Rob: wrt identifying credit:
through systemMetadata obsoletes and obsoletedby, we have a mechanism to trace credit.  We'd just need an ITK method to implement it.  (same with notifying about data corrections - new datasets which fix previous ones).


Actions from Block 1:

- Precisely define the use cases for supporting mutable content (John, Matt, Bruce)
- add parameter to resolve to enable resolution of the latest version of content
- Add ITK method to enable tracing of credit (through obsoletes / obsoletedBy)

Perhaps:
- Add a new field to system metadata that provides an alternative identifier. The AltID refers to something that may change over time, but at some point in time is represented by the PID in the system metadata. The AltID would conceptually refer to all revisions of this object. There are many subtle issues with this - e.g. someone could hijack an altid by refering to the altid in their system metadata with a newer datemodified, so need to support "ownership" of AltIDs.
- Rob: alternatively, the first object of the series could serve as the AltID. In this case, the hijacking issue and change to systemMetadata complications are avoided, and one could still get to the latest representation of the mutable data via the /resolve endpoint using the flag.

- Perhaps add a property to system metadata indicating if an object is mutable.
  - Data is always immutable
  - An object can only be modified at the authoritative member node
  - A CN should detect an object change and update replicas of that object.
    - Problem - how to determine that a change is not an accidental or intentional replacement of the object?


Block 2: Identity discussion
----------------------------

* Challenge with X.509 certificates.  Works OK for things that are pure browser based, but hard to make this work in anything other than user-hostile where command line tools are concerned.  CI logon is strongly tied to the http protocol.  Putting an embedded browser into an application is a problem. 
* API-based solutions Enhanced Client or Proxy (ECP) profiles of SAML are not well supported yet across identity providers
* In at least some cases, the cert is put in /tmp on Mac systems, which is system accessible.  Ideally, this cert should be put someplace which is user-specific.  Same issue would apply for Linux -- something like ~/tmp makes sense.  Cookies are put in a user area, and the certs should be as well.  For users working on Windows systems that are set up wet up with common corporate and federal guidelines, they can't write anyplace outside of their user directories.  This is also true on some Linux workstations, depending on how configured.  
* the purpose of the JNLP is so that the private key is generated locally.  CILogon never gets the private key, which is a good security measure.  The certificate does get signed by CILogon as a result of a certificate signing request that the JNLP generates.
* ?? Some new systems are coming without Java installed (Macs, in specific).  This does mean that a user has to install Java for this to work, I believe.  Minor issue.  
* Can we work with CILogon to replace the JNLP download cert/key generation step?

→ **Given instruction 1**:
Pull out each line of the records that has the word "counts" in it, and copy those lines.

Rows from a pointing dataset
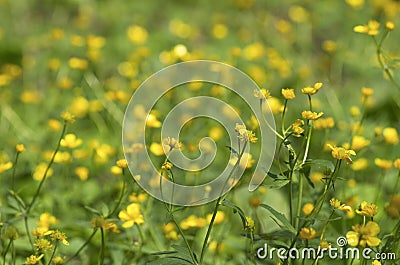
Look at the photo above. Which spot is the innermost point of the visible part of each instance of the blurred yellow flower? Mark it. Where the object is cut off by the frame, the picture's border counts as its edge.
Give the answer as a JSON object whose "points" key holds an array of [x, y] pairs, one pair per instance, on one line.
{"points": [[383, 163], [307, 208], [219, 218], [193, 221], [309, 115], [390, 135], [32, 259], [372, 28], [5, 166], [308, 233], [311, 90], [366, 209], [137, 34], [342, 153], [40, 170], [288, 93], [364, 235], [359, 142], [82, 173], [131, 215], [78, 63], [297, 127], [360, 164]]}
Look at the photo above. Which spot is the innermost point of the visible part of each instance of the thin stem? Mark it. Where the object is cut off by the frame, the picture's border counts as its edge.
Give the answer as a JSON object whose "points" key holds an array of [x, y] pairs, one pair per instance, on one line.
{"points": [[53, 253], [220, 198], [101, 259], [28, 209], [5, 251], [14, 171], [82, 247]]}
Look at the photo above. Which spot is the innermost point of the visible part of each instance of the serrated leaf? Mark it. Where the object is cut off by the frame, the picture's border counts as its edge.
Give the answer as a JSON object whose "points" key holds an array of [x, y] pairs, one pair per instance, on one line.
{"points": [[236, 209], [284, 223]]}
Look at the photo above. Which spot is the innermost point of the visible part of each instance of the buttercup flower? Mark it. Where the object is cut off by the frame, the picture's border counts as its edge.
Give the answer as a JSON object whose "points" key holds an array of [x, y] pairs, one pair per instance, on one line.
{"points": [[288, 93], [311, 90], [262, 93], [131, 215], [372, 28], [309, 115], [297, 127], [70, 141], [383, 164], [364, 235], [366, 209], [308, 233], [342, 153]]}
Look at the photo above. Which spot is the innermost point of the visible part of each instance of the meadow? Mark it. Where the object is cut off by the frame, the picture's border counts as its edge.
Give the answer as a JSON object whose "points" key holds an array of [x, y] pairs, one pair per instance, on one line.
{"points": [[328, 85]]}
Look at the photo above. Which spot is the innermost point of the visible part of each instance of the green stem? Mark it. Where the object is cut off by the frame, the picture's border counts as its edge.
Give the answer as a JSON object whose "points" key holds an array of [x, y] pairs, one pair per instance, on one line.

→ **Given instruction 2**:
According to the meeting notes, what is the purpose of the JNLP?

→ **Task solution 1**:
Look at the photo above. Which spot is the innermost point of the visible part of each instance of the blurred yellow flower? Mark it. Where the object is cut off by the frame, the picture's border counts as its edge.
Look at the photo above. Which spot is the innermost point of the visible part of each instance of the thin stem? Mark it. Where the object is cut off by the frame, the picture's border counts as its edge.
Look at the photo above. Which spot is the innermost point of the visible part of each instance of the serrated leaf? Mark it. Where the object is cut off by the frame, the picture's border counts as its edge.
Look at the photo above. Which spot is the innermost point of the visible part of each instance of the buttercup flower? Mark it. Where the object is cut off by the frame, the picture's border counts as its edge.
Look at the photo above. Which spot is the innermost point of the visible part of each instance of the meadow? Mark it. Where the object is cut off by the frame, the picture's border counts as its edge.
Look at the photo above. Which spot is the innermost point of the visible part of each instance of the green stem? Mark it. Where the object is cut off by the frame, the picture's border counts as its edge.

→ **Task solution 2**:
So that the private key is generated locally.